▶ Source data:
++++++
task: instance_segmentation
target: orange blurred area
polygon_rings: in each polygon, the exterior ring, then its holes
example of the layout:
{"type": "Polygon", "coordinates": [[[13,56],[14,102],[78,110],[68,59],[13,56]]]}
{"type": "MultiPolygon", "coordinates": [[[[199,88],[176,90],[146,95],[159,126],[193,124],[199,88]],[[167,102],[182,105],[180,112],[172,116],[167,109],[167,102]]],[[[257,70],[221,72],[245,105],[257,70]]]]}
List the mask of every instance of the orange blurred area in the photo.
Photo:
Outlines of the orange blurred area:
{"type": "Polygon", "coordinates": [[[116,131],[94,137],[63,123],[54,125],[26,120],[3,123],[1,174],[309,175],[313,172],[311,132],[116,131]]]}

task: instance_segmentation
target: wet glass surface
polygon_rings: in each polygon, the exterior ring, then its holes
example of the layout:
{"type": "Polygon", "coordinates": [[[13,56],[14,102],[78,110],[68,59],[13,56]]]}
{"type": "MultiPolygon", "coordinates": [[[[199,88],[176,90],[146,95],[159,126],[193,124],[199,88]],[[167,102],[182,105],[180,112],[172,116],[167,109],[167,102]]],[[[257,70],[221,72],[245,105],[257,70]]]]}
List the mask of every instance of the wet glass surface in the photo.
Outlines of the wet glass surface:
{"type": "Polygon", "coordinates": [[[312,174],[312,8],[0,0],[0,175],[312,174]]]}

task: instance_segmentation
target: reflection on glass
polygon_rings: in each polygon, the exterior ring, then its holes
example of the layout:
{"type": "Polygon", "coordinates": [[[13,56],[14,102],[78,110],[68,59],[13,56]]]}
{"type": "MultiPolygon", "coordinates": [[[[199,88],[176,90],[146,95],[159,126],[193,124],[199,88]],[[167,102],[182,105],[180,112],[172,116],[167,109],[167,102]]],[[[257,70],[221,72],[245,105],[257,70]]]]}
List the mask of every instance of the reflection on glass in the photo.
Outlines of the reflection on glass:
++++++
▶ Aim of the task: Identify every line in the listing that contains the string "glass", and copy each of those lines.

▶ Response to this task:
target: wet glass surface
List the mask of every instance of the wet glass surface in the photo.
Outlines of the wet glass surface:
target: reflection on glass
List the mask of every instance of the reflection on glass in the photo.
Outlines of the reflection on glass:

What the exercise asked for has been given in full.